__Task 1__
Show every line of the records below that contains the string "wall", treating uppercase and lowercase as distinct.

RE: [Linux-cluster] LOCK_DLM Performance under Fire

"Peter Shearer" <pshearer@xxxxxxxxxxxxxx> · Thu, 7 Apr 2005 09:40:34 -0700

Yes, the idea was to parallelize the app across multiple machines
sharing a common SAN infrastructure (hopefully iSCSI; if not, then GNBD
in the interim).  There is no central control daemon or database
manager; each instance of the app does its own record locking and such,
so it really doesn't matter where the data resides, as long as all the
clients are able to touch the same files.  Therefore, distributed locks
are really important.

I had suspected that the locking subsys was causing the slowdowns, so
that's why I did a test with the localflocks -- it's not as fast as
ext3, but works fine with only one server involved.  Of course, that's
not going to work for this application.  :)

--Peter

-----Original Message-----
From: David Teigland [mailto:teigland@xxxxxxxxxx] 
Sent: Wednesday, April 06, 2005 7:31 PM
To: Peter Shearer
Cc: linux-cluster@xxxxxxxxxx
Subject: Re: [Linux-cluster] LOCK_DLM Performance under Fire

On Wed, Apr 06, 2005 at 12:01:02PM -0700, Peter Shearer wrote:

> The app itself is a really old COBOL app built on Liant's RM/Cobol --
an
> abstraction software similar to java which allows the same object code
> to run on Linux, UNIX, and Windows with very little modification
through
> a runtime application.  So, while I have access to the source for the
> compiled object, I don't have access to the runtime app code, which is
> really the thing doing all the locking.

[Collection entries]
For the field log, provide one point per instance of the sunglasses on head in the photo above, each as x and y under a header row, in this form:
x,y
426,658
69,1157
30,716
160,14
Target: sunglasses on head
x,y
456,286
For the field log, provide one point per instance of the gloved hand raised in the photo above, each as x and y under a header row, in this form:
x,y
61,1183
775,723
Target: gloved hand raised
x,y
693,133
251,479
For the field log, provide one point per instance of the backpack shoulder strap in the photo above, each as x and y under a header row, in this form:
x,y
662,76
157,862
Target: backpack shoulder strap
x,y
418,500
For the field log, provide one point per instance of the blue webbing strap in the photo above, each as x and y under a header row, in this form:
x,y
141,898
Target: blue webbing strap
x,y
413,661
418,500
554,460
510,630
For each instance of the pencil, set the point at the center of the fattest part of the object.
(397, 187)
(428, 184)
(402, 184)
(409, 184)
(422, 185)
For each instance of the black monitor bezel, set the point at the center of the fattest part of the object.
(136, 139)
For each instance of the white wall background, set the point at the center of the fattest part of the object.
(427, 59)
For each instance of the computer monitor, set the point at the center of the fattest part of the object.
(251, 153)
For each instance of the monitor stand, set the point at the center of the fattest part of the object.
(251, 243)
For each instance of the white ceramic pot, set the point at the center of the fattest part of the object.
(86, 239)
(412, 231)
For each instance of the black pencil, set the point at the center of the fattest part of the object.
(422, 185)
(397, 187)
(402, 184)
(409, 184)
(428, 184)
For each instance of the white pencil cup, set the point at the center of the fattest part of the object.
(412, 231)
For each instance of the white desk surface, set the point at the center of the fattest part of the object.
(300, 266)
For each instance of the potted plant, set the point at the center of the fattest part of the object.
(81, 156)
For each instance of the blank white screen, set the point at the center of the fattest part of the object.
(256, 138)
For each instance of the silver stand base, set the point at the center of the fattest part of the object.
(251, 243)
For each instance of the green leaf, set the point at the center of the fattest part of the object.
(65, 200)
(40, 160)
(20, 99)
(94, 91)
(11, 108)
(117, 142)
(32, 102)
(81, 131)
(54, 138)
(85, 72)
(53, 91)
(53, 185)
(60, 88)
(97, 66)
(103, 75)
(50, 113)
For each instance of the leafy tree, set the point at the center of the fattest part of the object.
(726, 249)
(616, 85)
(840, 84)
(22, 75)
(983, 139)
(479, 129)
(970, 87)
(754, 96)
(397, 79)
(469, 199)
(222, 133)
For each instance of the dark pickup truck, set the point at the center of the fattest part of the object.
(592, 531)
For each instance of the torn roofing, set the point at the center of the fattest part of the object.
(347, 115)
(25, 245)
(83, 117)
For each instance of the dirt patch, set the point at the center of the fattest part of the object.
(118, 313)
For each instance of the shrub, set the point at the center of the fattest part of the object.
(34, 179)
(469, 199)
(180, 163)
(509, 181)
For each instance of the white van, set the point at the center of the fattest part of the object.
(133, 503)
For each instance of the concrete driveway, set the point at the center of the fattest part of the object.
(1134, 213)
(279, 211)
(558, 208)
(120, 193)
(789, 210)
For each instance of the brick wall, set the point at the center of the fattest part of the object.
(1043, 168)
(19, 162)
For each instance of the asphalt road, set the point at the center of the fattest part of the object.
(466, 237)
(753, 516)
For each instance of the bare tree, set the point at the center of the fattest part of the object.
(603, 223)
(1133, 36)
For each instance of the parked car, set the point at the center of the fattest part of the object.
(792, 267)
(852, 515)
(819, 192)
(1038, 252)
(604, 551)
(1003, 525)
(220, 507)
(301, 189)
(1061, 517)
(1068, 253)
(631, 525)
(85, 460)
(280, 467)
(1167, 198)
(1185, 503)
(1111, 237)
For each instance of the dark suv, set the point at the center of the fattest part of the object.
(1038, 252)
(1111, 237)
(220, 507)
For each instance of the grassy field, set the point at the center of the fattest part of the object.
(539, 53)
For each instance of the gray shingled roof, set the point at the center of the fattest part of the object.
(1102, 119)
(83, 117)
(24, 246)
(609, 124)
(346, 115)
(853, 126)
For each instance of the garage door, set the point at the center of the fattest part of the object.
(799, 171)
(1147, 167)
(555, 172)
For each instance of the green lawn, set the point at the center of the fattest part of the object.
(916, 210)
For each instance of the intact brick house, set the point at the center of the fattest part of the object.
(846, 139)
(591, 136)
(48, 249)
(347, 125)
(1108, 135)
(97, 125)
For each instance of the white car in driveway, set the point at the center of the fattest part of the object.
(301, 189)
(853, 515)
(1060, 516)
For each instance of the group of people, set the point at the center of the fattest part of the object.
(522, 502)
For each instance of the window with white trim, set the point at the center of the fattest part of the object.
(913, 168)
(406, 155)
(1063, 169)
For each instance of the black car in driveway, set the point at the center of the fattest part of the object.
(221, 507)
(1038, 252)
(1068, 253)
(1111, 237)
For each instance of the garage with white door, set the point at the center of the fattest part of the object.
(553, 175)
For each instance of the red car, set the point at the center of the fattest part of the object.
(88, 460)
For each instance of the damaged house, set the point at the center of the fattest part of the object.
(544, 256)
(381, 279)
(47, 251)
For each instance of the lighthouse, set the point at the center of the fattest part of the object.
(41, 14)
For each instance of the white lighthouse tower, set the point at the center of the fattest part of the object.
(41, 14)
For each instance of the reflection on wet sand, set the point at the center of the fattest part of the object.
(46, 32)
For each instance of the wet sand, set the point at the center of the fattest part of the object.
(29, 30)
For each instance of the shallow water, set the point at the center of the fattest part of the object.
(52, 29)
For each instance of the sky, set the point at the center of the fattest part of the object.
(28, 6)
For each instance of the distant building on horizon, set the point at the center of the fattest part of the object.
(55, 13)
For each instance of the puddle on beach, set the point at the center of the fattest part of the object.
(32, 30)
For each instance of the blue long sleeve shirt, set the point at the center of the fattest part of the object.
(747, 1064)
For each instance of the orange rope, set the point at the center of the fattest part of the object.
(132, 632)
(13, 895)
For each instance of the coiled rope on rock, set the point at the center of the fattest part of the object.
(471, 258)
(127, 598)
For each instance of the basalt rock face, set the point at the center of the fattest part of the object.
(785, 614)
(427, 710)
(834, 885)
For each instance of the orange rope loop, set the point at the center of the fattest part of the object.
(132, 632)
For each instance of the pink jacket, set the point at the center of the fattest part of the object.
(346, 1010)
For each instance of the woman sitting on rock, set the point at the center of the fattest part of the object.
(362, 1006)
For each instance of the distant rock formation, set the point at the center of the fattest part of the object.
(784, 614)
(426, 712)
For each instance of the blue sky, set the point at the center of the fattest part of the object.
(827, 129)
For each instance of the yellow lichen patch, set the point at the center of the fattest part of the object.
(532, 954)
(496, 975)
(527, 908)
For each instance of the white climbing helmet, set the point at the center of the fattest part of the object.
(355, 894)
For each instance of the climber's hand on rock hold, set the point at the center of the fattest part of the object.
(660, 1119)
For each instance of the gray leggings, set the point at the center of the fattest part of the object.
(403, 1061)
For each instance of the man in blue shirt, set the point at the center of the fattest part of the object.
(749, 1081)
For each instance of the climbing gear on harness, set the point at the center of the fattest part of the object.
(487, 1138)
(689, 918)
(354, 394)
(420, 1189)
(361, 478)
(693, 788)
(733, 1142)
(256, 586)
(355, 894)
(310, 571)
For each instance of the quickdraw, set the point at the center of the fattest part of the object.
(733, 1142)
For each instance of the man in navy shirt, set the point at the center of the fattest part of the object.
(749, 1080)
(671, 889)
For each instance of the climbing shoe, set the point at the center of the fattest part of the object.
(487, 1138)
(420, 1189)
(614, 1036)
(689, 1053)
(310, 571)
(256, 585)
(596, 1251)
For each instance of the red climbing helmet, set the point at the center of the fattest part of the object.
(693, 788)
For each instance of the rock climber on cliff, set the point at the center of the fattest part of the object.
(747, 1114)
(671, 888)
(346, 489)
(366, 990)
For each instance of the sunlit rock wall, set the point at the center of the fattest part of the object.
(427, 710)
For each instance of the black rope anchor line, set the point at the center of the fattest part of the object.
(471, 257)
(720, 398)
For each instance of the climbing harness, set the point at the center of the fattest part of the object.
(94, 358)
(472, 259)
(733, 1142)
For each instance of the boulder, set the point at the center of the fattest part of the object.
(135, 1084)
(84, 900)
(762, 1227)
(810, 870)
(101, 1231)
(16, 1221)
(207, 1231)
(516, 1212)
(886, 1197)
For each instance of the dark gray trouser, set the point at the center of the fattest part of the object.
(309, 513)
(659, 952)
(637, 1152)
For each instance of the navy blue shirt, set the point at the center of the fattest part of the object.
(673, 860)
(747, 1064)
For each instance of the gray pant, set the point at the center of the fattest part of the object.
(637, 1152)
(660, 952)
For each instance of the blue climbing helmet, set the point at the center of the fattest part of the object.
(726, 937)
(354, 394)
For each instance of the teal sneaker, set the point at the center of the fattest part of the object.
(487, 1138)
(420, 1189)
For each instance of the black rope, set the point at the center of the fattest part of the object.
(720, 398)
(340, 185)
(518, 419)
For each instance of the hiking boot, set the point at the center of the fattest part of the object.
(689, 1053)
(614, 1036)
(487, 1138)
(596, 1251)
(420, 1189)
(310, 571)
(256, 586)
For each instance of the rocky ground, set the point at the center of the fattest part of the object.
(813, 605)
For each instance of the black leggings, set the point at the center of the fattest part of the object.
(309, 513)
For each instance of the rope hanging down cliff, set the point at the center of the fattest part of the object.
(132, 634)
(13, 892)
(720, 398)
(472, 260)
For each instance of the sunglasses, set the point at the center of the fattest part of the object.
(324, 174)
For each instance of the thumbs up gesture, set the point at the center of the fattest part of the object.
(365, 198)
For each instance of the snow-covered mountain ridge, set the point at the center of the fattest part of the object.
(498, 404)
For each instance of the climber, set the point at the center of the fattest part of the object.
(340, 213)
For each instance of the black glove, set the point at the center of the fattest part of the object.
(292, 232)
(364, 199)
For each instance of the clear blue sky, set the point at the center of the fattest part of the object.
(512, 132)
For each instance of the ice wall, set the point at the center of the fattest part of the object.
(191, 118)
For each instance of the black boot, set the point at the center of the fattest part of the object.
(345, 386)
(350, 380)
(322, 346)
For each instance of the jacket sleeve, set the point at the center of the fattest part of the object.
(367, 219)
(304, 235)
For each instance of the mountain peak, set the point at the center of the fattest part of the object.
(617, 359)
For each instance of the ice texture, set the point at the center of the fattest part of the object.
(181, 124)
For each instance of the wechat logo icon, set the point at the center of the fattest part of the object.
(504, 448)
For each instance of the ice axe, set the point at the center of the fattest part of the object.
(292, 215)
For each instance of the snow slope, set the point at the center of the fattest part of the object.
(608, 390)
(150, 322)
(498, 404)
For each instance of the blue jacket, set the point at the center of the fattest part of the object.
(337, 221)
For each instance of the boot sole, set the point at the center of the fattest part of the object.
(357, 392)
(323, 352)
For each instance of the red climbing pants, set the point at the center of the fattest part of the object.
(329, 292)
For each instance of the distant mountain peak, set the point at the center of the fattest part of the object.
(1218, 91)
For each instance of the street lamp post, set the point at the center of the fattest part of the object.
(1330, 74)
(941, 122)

__Task 2__
Extract the passage of the mailing list message from "On Wed, Apr" up to and including "all the locking.", preserving its wording without alteration.

__Final result 1__
For each instance of the white wall background, set the point at the center of the fattest part of the object.
For each instance of the brick wall, set the point at the center of the fattest part of the object.
For each instance of the sunlit rock wall, set the point at the center of the fattest part of the object.
For each instance of the ice wall, set the point at the center of the fattest part of the object.

__Final result 2__
On Wed, Apr 06, 2005 at 12:01:02PM -0700, Peter Shearer wrote:

> The app itself is a really old COBOL app built on Liant's RM/Cobol --
an
> abstraction software similar to java which allows the same object code
> to run on Linux, UNIX, and Windows with very little modification
through
> a runtime application.  So, while I have access to the source for the
> compiled object, I don't have access to the runtime app code, which is
> really the thing doing all the locking.